>>>>

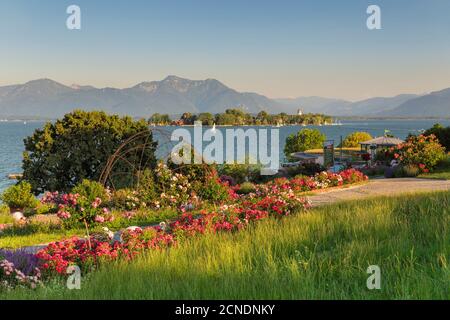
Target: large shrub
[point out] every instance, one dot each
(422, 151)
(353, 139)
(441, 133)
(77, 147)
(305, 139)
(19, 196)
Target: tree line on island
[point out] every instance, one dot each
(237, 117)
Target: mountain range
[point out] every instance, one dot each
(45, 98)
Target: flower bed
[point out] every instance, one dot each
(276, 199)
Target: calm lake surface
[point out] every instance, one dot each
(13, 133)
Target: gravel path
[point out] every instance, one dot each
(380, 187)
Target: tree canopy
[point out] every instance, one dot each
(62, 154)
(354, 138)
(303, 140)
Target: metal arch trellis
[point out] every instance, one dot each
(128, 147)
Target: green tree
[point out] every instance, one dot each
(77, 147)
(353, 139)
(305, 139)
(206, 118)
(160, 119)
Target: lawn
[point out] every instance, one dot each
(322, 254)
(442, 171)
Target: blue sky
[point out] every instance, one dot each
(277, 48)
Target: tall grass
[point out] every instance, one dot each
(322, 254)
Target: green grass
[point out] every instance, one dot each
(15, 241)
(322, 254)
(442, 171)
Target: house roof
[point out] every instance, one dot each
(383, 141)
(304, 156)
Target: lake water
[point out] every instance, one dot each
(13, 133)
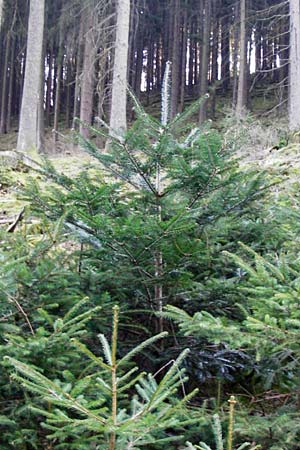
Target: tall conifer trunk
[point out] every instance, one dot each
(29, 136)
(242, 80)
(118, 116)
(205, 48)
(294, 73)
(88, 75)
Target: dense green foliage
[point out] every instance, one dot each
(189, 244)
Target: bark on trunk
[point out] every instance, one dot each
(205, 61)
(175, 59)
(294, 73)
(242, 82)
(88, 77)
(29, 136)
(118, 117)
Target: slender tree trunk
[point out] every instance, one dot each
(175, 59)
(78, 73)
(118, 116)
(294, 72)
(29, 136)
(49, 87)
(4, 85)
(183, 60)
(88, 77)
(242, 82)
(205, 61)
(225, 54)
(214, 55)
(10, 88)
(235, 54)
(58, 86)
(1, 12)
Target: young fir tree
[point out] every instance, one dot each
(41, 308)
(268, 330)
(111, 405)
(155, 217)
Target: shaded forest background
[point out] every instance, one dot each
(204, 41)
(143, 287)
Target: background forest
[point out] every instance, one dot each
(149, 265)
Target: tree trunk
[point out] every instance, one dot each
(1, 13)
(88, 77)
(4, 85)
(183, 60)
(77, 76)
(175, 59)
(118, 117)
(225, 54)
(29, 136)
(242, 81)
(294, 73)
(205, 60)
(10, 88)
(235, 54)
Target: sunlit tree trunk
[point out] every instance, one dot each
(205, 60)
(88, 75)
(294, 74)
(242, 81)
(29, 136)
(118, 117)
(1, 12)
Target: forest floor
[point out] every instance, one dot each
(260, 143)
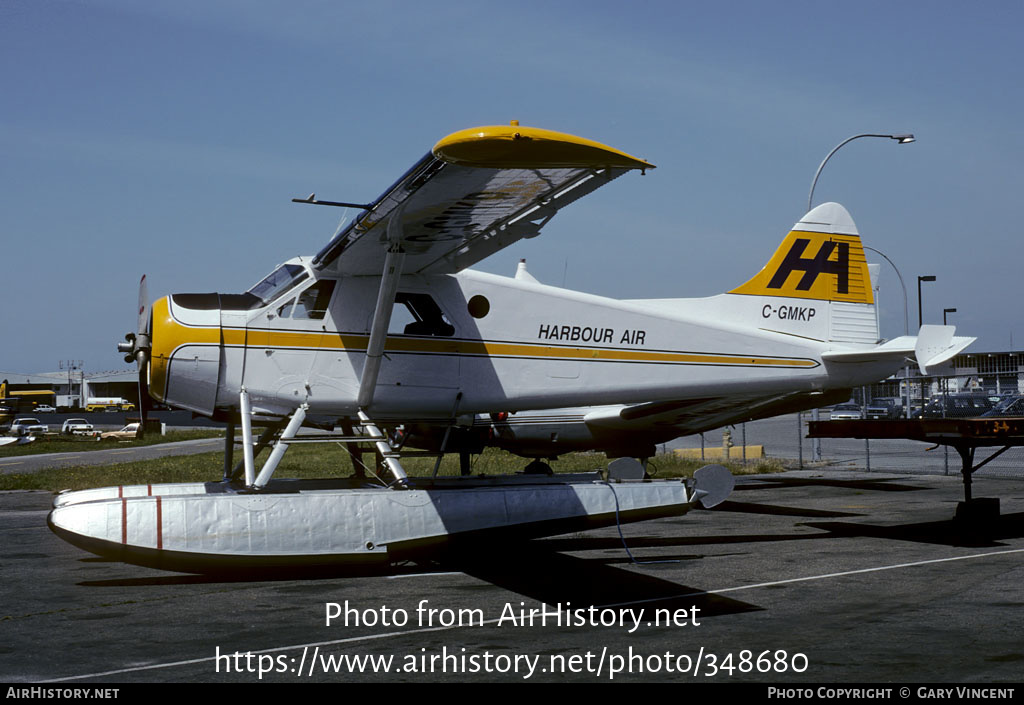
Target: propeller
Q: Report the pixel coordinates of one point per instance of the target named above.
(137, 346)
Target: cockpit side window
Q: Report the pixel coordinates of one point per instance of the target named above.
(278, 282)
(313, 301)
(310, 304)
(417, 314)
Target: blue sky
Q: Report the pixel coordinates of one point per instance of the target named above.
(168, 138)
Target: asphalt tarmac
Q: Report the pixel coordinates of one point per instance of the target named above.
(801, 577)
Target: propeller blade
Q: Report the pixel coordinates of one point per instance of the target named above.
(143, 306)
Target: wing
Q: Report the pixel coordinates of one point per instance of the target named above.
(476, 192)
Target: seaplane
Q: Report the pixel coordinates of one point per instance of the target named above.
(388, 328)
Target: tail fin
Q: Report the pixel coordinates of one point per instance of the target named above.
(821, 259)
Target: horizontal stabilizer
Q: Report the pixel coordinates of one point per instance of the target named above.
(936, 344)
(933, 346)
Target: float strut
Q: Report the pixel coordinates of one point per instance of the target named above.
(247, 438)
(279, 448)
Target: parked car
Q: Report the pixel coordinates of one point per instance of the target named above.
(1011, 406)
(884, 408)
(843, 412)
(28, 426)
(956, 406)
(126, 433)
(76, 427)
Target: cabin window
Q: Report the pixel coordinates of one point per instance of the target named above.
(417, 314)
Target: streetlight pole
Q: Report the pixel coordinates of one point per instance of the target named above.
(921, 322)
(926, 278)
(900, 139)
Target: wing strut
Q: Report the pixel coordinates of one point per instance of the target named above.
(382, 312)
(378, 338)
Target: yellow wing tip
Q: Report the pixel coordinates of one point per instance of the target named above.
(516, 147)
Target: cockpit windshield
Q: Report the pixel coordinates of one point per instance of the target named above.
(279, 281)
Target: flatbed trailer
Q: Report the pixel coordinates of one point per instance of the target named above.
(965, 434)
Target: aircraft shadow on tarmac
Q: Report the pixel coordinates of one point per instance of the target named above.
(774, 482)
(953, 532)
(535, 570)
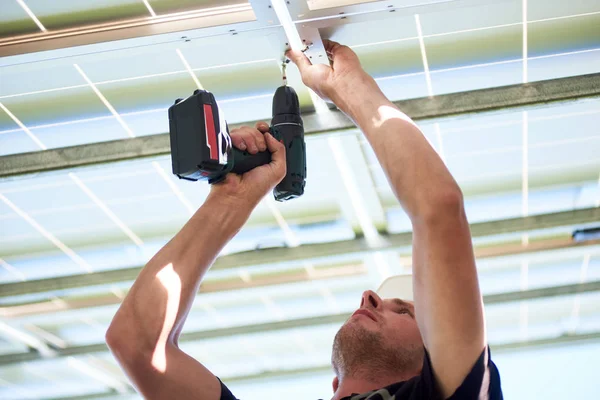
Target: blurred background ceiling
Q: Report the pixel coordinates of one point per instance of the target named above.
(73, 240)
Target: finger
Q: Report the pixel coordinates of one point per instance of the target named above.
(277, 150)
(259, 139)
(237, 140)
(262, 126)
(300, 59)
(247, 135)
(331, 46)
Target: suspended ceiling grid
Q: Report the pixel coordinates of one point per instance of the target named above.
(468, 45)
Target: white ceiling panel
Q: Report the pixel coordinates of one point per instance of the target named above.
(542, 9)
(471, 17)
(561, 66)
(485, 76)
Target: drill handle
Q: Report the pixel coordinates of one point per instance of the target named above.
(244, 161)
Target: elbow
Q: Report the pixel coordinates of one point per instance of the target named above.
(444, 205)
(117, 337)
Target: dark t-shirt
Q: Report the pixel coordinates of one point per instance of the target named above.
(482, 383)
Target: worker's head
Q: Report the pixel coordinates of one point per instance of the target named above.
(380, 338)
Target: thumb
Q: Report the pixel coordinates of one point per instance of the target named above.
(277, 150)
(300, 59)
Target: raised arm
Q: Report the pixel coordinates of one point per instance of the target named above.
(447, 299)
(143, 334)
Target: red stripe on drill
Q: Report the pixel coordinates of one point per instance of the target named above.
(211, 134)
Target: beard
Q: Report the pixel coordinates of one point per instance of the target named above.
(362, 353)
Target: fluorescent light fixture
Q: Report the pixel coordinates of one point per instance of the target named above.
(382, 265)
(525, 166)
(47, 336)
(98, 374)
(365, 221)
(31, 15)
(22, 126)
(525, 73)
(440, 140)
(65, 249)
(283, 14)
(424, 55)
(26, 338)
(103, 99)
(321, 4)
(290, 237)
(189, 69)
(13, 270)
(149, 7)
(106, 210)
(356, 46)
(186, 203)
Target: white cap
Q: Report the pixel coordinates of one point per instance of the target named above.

<<<<

§ Your objective
Copy each line of the data that contains the word "strut".

§ Solution
Target: float strut
Target: wing strut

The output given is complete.